▶ [SOURCE DOCUMENT]
Seperating References in a Document with Semicolons

Have you ever had trouble trying to separate references in a document with semicolons (i.e. Brown et al., 2000; Martin, 2003; Francis and Grant, 2003). Some journals require this format, but endnote won't do it.

If you have, here's why and what to do about it!

The semicolon is used to separate citations for formatting, and that's why you are having this problem. If you need semicolons, here is something that you can try.

  1. Instead of using a semicolon, use a character that you are not going to use in this doc (like a ^ or whatever) and place that where you want the semicolon to be inserted and format.
  2. When you are done formatting, you can make a copy of the doc (very important), and then in the copied doc select all of the text and then remove the field codes by selecting "remove field codes" from the Endnote menu in Word (or holding down Apple and 6 on a Mac). What "removing field codes" does is break the links between the references and bibliography. So you can't change the references after you have done this. It is very important that you do this on a copied doc because you can not undo the changes.

▶ [EXERCISE GOAL]
Do these statements agree with the guide on separating references with semicolons? For each, answer yes or no and quote the words from the guide that decide it.
1. Removing the field codes can be reversed afterward.
2. The guide proposes typing a stand-in character, such as ^, where each semicolon should go.
3. EndNote will separate the references with semicolons by itself when a journal asks for that format.

▶ [PROVIDED MATERIAL]
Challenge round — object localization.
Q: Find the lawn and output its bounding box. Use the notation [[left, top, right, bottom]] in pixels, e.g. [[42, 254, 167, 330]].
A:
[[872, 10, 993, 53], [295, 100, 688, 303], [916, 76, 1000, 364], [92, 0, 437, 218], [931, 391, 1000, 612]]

▶ [FINAL RESULT]
1. No: "you can not undo the changes."
2. Yes: "use a character that you are not going to use in this doc (like a ^ or whatever) and place that where you want the semicolon to be inserted"
3. No: "Some journals require this format, but endnote won't do it."